Task objective: Reproduce verbatim the lines from the one containing "task: segment every instance of the steel" to the one containing "574 1042 L 582", inclusive of both.

Items:
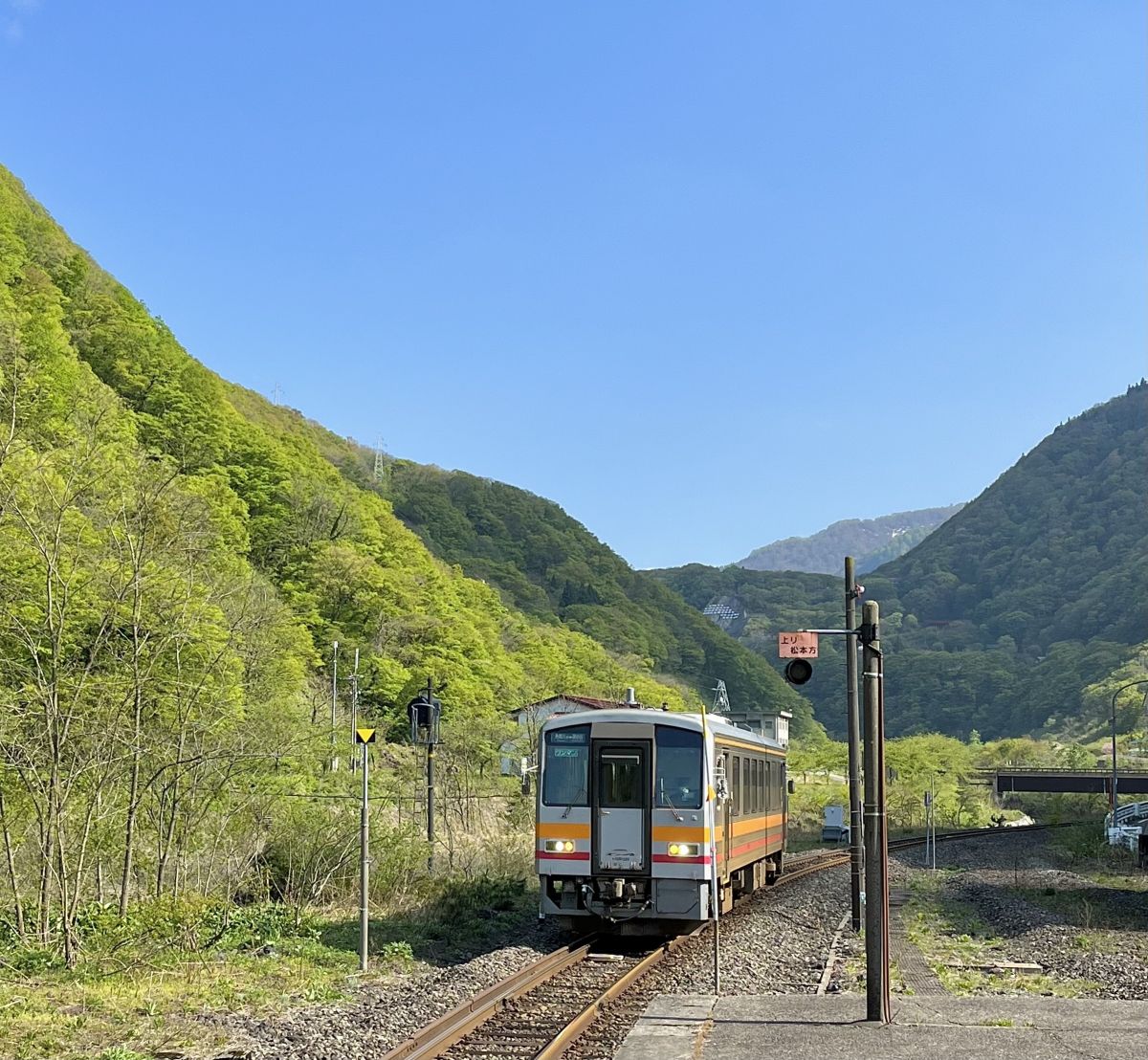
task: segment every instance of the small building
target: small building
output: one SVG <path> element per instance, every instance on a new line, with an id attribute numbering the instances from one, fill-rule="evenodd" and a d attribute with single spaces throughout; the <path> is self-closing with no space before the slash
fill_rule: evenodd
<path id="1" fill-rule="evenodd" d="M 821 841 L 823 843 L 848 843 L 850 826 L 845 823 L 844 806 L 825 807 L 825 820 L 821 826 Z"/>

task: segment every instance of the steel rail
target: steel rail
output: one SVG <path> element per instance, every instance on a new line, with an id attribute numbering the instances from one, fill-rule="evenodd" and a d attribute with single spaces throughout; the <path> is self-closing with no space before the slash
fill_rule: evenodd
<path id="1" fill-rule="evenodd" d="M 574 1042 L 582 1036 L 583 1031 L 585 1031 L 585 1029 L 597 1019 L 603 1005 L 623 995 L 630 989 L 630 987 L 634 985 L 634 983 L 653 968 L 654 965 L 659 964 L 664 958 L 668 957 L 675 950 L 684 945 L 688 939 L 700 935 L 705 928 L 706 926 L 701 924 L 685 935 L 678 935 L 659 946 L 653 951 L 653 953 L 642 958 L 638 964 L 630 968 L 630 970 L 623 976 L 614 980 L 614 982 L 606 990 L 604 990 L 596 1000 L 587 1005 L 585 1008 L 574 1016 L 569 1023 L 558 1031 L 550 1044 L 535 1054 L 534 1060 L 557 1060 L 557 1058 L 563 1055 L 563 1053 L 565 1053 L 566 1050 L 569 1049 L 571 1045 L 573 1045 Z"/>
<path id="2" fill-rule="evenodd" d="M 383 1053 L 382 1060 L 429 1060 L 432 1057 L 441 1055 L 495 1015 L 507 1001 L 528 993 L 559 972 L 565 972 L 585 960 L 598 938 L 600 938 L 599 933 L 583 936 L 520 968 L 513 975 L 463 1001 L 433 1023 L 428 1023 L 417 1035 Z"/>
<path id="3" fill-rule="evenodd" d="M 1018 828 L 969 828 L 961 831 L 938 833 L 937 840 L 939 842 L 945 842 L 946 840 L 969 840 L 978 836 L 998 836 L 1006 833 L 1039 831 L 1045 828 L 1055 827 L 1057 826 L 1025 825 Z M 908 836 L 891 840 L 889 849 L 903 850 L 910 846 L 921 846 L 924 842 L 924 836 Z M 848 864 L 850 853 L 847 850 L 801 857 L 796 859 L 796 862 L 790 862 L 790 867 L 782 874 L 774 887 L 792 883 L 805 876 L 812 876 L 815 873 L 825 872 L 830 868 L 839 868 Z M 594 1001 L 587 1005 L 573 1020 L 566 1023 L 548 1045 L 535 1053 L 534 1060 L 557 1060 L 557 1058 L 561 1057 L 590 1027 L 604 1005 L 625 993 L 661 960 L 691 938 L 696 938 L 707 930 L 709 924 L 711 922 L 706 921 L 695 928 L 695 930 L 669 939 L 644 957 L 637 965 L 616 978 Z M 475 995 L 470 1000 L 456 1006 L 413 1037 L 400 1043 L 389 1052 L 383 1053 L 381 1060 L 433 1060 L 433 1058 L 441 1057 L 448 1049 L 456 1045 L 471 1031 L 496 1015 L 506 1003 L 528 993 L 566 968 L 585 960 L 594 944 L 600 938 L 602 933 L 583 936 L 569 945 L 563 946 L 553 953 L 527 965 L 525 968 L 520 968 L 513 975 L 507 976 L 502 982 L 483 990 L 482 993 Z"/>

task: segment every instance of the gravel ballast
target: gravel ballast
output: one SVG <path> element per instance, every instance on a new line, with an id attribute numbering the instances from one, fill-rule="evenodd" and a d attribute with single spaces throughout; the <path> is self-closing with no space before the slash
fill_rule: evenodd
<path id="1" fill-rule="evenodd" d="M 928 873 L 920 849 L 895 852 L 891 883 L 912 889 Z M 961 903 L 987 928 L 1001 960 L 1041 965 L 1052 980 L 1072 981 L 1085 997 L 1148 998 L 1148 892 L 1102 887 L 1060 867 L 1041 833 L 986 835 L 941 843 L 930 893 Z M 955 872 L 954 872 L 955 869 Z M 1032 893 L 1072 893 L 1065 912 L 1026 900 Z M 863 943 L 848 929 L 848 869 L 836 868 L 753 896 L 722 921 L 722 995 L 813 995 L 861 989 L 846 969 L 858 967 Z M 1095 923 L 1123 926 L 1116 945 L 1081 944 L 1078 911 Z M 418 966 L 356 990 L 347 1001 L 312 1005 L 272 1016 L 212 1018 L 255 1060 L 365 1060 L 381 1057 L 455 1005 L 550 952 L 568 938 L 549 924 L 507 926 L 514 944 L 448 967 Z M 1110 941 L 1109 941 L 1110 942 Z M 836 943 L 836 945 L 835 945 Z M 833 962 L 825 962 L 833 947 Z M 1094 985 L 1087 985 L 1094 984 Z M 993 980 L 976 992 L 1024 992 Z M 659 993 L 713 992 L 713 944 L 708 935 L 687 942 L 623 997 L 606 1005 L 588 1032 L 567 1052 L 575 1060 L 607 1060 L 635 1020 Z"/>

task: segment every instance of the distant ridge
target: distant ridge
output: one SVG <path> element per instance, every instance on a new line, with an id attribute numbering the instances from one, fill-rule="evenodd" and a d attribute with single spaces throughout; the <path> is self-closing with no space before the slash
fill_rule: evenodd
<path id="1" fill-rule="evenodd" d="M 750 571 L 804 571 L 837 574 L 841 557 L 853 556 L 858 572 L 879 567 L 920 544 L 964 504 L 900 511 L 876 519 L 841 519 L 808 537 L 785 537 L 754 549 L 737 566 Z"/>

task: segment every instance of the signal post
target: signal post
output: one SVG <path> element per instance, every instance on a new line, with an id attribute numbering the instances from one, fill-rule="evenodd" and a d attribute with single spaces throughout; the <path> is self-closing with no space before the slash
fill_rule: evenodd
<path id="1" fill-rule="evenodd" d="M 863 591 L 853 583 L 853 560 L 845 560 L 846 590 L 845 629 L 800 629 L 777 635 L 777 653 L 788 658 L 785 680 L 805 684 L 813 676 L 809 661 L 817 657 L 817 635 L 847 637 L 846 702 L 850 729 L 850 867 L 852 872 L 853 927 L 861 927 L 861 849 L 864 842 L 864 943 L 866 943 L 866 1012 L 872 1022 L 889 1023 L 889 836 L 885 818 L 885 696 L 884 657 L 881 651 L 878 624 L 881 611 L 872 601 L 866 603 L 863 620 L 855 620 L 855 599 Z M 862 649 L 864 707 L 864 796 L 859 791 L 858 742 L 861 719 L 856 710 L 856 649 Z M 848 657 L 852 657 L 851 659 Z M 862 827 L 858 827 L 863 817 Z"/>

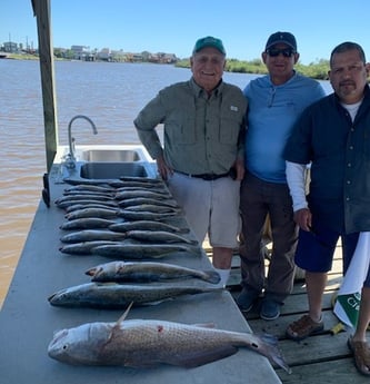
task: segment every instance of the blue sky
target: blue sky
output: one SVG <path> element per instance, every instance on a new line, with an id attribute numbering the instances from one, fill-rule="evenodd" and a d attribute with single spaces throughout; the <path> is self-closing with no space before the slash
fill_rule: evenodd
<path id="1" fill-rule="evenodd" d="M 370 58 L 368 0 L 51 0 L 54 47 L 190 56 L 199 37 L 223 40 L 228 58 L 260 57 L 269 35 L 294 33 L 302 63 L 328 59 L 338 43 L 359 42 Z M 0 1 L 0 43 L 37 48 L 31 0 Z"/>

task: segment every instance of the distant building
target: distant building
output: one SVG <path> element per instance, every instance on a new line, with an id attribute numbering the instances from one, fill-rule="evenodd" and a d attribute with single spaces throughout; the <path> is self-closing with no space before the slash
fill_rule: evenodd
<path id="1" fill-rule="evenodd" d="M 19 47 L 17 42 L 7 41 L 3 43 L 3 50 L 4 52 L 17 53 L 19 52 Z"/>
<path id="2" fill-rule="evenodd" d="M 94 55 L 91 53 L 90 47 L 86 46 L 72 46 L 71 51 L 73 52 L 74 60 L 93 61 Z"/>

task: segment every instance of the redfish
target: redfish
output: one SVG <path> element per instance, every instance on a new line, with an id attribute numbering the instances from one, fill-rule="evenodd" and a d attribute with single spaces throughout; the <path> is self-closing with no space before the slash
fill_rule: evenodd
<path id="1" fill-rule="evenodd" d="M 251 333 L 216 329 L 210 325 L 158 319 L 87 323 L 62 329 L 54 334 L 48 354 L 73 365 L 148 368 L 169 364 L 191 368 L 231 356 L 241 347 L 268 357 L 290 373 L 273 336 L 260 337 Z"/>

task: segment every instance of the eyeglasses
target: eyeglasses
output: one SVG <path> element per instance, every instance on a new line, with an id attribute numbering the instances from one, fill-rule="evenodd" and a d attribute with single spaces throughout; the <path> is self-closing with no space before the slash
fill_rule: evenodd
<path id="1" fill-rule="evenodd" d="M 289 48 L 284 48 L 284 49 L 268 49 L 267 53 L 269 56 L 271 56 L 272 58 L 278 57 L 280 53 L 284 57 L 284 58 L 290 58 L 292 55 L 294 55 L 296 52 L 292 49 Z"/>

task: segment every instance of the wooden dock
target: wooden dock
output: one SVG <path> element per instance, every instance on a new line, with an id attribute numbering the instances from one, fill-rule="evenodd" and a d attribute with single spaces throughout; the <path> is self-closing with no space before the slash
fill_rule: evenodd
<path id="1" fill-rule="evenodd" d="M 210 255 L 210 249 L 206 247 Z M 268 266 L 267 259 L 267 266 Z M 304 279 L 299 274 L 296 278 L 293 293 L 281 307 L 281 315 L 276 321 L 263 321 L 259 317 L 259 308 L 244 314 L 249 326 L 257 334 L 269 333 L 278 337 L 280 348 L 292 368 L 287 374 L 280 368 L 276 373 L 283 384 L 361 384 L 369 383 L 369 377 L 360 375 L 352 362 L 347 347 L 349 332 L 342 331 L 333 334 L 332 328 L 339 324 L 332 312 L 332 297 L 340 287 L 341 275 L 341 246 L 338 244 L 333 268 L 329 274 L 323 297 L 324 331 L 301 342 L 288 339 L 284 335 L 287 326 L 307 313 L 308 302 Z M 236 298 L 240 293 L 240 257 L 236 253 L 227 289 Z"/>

Result of this task:
task: segment every instance of the steel rail
target: steel rail
output: one SVG <path> element per instance, every instance on a new line, with an id attribute numbering the instances from one, fill-rule="evenodd" and a d attribute with single spaces throughout; the <path> is self-closing with no space before the slash
fill_rule: evenodd
<path id="1" fill-rule="evenodd" d="M 574 1042 L 582 1036 L 583 1031 L 585 1031 L 585 1029 L 597 1019 L 603 1005 L 623 995 L 630 989 L 630 987 L 634 985 L 634 983 L 653 968 L 654 965 L 659 964 L 664 958 L 668 957 L 675 950 L 684 945 L 688 939 L 700 935 L 705 928 L 706 926 L 701 924 L 685 935 L 678 935 L 659 946 L 653 951 L 653 953 L 642 958 L 638 964 L 630 968 L 630 970 L 623 976 L 614 980 L 614 982 L 606 990 L 604 990 L 596 1000 L 587 1005 L 585 1008 L 574 1016 L 569 1023 L 558 1031 L 550 1044 L 535 1054 L 534 1060 L 557 1060 L 557 1058 L 563 1055 L 563 1053 L 565 1053 L 566 1050 L 569 1049 L 571 1045 L 573 1045 Z"/>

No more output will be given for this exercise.